Try it: Nothing but the lines from the one with "of the light" through the end of the records below should be written out, and each must match word for word.

[Data for the task — start]

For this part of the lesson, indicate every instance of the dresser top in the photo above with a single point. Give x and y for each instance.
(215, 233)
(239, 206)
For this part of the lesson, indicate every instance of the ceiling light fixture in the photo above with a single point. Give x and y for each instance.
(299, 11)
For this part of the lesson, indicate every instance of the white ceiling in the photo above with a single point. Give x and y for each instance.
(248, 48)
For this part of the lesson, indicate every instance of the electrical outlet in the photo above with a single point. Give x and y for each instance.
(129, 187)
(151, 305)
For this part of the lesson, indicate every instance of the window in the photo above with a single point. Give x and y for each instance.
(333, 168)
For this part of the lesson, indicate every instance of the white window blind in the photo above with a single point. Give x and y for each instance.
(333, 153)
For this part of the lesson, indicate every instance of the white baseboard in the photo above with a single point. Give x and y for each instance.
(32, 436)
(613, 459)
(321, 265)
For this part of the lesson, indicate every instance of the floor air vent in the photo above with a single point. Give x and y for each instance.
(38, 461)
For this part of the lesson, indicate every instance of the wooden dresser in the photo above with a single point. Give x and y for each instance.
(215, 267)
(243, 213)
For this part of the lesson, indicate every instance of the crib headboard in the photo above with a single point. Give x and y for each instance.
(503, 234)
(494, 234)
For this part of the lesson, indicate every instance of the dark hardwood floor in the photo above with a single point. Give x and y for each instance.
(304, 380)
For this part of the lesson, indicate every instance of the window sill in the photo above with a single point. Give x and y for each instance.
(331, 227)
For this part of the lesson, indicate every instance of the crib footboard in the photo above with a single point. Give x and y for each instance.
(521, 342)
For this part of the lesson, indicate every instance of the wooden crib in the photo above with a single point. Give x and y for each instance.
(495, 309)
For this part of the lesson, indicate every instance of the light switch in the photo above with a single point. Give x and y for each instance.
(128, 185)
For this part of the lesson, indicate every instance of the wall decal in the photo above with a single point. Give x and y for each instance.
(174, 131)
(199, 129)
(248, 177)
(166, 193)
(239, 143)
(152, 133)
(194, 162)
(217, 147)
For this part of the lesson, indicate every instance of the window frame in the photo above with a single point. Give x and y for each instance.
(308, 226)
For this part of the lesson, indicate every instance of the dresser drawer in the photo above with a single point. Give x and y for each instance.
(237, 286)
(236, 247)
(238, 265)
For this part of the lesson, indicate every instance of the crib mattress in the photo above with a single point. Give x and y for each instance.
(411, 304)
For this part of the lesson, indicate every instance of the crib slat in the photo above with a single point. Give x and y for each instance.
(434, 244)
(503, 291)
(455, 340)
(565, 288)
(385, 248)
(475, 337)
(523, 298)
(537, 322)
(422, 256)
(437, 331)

[Data for the task — finish]

Response to this task:
For this part of the lesson, indicate every instance of the light switch in the photo above with a single point. Give x and y for each instance.
(128, 185)
For this part of the lesson, indicate every instance of the wall decal in the photo above with a single point. Give x and y for each instance.
(174, 131)
(199, 129)
(248, 177)
(166, 193)
(239, 143)
(152, 133)
(194, 162)
(217, 147)
For this part of the lesson, indicate every instance of the window frame in the photo above with a single point. Give x and y for each instance.
(308, 226)
For this part of the lesson, indicate every instance of the dresser drawer in the photo above with a single point. Give x and y for each instance.
(237, 286)
(236, 247)
(238, 265)
For this part of the lesson, indicate every instance of the crib mattress in the photo above with a single point. Give x and y for each instance.
(411, 304)
For this part of the lesson, indicate every instance of the crib slat in the photo above with a single point. Give x and y for each instance.
(434, 244)
(503, 291)
(455, 340)
(565, 288)
(385, 248)
(475, 337)
(523, 298)
(537, 322)
(422, 256)
(437, 331)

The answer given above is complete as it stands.